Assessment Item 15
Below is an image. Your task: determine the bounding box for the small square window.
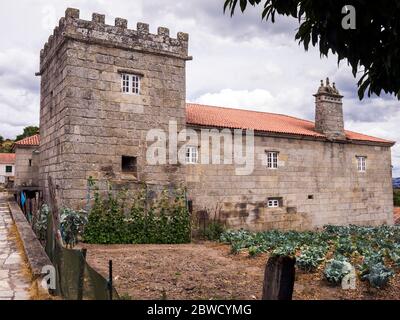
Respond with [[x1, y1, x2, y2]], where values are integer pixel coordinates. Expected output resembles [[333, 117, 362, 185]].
[[186, 146, 199, 164], [357, 156, 367, 172], [267, 198, 282, 208], [122, 156, 137, 176], [121, 73, 141, 95], [267, 151, 278, 169]]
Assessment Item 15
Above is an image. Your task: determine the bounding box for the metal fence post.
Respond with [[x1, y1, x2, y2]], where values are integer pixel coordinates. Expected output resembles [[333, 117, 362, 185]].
[[77, 249, 87, 300], [108, 260, 113, 300]]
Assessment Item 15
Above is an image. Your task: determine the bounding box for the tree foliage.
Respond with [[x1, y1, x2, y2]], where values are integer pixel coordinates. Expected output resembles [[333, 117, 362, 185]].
[[16, 126, 39, 141], [224, 0, 400, 99], [0, 139, 14, 153]]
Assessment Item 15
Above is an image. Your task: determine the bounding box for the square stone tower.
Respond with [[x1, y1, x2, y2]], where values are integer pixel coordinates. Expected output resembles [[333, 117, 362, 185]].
[[39, 9, 191, 208]]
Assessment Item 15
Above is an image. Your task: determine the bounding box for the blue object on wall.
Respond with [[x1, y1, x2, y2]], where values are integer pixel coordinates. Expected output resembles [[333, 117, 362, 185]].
[[21, 192, 26, 207]]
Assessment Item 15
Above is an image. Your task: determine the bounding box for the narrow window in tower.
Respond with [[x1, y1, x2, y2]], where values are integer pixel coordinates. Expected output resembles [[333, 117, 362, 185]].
[[266, 151, 278, 169], [121, 73, 140, 95], [357, 156, 367, 172]]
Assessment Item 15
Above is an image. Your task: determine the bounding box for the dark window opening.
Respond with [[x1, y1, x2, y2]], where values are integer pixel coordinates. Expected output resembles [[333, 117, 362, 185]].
[[188, 200, 193, 214], [267, 197, 283, 208], [122, 156, 137, 175]]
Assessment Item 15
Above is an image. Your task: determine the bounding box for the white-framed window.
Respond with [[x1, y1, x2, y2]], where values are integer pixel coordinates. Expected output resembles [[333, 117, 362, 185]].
[[121, 73, 141, 94], [186, 146, 199, 164], [268, 199, 280, 208], [266, 151, 278, 169], [357, 156, 367, 172]]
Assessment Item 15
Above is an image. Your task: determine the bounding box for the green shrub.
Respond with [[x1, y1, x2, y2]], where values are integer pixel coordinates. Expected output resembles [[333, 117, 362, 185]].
[[83, 192, 129, 244], [33, 204, 50, 241], [296, 247, 327, 272], [84, 188, 191, 244], [324, 257, 351, 284], [203, 221, 225, 241], [361, 262, 394, 289], [60, 208, 88, 247], [393, 189, 400, 207]]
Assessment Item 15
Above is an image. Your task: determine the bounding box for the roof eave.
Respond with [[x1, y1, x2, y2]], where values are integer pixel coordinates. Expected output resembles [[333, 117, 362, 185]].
[[187, 123, 396, 147]]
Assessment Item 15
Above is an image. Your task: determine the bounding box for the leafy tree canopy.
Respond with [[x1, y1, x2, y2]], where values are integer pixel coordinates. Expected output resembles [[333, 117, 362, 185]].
[[16, 126, 39, 141], [0, 139, 14, 153], [224, 0, 400, 99]]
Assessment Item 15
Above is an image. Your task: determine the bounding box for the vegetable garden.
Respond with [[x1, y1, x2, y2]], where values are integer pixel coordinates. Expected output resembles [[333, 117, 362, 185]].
[[220, 225, 400, 288]]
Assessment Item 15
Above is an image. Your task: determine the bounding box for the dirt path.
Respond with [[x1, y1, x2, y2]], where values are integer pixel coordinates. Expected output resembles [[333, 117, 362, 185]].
[[85, 242, 400, 300], [87, 244, 263, 299], [0, 193, 30, 300]]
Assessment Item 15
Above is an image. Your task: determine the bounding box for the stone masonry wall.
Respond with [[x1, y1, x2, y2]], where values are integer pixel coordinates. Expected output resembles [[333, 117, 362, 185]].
[[14, 146, 39, 187], [40, 9, 190, 207], [187, 136, 393, 230]]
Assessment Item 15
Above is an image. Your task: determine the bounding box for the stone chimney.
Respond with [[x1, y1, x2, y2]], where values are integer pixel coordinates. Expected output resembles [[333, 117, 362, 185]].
[[314, 78, 346, 140]]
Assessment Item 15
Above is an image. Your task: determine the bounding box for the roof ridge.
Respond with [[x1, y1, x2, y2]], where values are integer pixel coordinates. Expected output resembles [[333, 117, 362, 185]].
[[186, 102, 315, 124]]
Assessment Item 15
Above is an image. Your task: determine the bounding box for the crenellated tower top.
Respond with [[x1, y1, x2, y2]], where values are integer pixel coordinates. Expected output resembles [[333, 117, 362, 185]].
[[40, 8, 191, 72]]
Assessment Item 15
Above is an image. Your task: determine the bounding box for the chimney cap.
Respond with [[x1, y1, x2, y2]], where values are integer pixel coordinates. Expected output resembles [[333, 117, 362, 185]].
[[317, 78, 340, 96]]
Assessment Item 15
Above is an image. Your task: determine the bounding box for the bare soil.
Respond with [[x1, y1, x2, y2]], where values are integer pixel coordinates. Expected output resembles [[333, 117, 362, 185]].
[[84, 242, 400, 300]]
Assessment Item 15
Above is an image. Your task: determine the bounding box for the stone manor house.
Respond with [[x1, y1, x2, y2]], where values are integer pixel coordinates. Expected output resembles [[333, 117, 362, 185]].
[[17, 9, 394, 230]]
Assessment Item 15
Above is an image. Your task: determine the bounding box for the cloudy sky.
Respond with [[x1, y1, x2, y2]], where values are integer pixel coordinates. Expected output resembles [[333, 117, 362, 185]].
[[0, 0, 400, 176]]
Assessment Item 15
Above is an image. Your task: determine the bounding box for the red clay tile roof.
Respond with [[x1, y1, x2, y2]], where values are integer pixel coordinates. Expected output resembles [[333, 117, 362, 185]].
[[186, 103, 394, 144], [15, 134, 40, 146], [0, 153, 15, 164], [394, 207, 400, 225]]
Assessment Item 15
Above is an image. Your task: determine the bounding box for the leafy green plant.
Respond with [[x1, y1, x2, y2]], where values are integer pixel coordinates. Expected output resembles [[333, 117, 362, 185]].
[[393, 189, 400, 207], [324, 257, 351, 284], [220, 225, 400, 287], [361, 262, 394, 289], [84, 186, 191, 244], [60, 208, 88, 247], [296, 247, 326, 272], [83, 192, 128, 244], [33, 204, 50, 241], [204, 221, 225, 241]]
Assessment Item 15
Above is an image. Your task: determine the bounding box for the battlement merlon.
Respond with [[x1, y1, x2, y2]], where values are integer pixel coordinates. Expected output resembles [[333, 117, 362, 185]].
[[39, 8, 192, 75]]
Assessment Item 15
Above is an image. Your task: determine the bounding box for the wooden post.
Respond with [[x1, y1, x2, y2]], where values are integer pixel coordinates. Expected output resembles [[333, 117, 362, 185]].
[[262, 256, 296, 300], [47, 176, 63, 245], [77, 249, 87, 300], [108, 260, 113, 300]]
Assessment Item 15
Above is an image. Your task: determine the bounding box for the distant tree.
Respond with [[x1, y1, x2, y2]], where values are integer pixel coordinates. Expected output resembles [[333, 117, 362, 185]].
[[0, 139, 14, 153], [15, 126, 39, 141], [224, 0, 400, 99]]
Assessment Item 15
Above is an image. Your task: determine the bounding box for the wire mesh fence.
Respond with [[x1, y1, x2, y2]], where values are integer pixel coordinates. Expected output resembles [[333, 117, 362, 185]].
[[45, 211, 119, 300]]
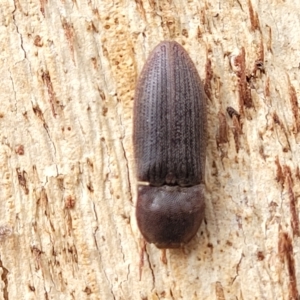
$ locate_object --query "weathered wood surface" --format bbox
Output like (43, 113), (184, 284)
(0, 0), (300, 300)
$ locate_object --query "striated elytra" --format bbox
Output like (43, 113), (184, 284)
(133, 41), (206, 248)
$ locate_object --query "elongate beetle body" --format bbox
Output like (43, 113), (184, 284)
(133, 41), (206, 249)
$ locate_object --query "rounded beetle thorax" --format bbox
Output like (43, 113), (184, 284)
(136, 185), (205, 248)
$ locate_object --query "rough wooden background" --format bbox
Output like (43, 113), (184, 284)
(0, 0), (300, 300)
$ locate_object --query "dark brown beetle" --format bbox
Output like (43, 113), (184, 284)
(133, 41), (206, 249)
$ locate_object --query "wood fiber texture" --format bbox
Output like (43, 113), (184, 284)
(0, 0), (300, 300)
(134, 42), (206, 186)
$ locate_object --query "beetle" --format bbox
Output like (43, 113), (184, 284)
(133, 41), (207, 249)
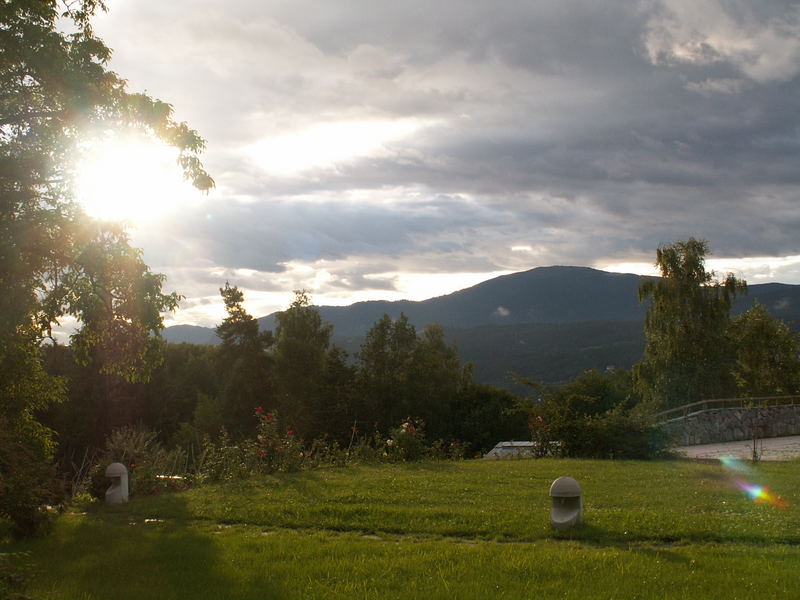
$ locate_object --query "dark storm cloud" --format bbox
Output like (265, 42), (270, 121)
(101, 0), (800, 318)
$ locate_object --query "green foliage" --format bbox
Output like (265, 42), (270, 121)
(0, 415), (64, 537)
(386, 417), (426, 462)
(8, 459), (800, 600)
(198, 407), (310, 481)
(64, 223), (181, 381)
(358, 315), (472, 438)
(528, 370), (667, 459)
(275, 291), (335, 439)
(91, 427), (187, 498)
(0, 552), (33, 600)
(217, 282), (274, 437)
(635, 238), (747, 408)
(729, 302), (800, 397)
(0, 0), (214, 530)
(446, 384), (529, 457)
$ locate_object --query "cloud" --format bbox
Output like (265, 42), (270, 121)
(645, 0), (800, 83)
(86, 0), (800, 324)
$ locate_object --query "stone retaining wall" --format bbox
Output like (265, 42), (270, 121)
(659, 405), (800, 446)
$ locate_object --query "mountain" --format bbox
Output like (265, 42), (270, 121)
(164, 267), (800, 388)
(259, 267), (644, 336)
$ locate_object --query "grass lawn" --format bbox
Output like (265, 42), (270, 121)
(0, 459), (800, 600)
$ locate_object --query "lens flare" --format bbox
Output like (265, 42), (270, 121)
(720, 457), (789, 509)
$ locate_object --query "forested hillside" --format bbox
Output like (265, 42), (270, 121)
(164, 267), (800, 391)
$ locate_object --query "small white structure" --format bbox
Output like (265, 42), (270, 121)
(550, 477), (583, 529)
(483, 442), (536, 458)
(106, 463), (128, 504)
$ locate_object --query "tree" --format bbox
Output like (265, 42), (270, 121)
(0, 0), (214, 536)
(635, 238), (747, 408)
(216, 282), (274, 435)
(729, 302), (800, 397)
(358, 314), (418, 432)
(275, 291), (333, 437)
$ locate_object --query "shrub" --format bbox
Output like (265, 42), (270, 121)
(91, 426), (187, 498)
(0, 417), (64, 538)
(386, 417), (426, 461)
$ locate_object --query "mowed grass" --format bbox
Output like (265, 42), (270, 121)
(2, 459), (800, 600)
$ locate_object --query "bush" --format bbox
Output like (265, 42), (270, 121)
(90, 427), (187, 498)
(198, 407), (310, 481)
(0, 418), (64, 538)
(386, 417), (426, 461)
(0, 552), (33, 600)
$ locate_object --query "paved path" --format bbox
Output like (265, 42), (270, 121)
(673, 435), (800, 460)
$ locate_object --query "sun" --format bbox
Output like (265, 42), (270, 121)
(75, 134), (199, 224)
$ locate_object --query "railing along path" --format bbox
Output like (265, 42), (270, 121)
(652, 396), (800, 423)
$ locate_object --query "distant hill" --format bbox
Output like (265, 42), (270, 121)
(164, 267), (800, 388)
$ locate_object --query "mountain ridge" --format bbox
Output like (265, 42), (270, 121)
(164, 266), (800, 387)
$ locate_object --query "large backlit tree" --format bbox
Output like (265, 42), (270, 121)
(0, 0), (213, 536)
(635, 238), (747, 408)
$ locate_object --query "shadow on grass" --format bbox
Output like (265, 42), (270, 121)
(16, 494), (285, 600)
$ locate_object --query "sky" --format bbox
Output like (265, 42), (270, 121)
(75, 0), (800, 326)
☆ ☆ ☆
Collect every line in the records above that contains the word "wooden", treating uppercase and lowercase as different.

Above is an image. Your task: determine the bounding box for the wooden post.
$ locate_object --query "rough wooden background" --format bbox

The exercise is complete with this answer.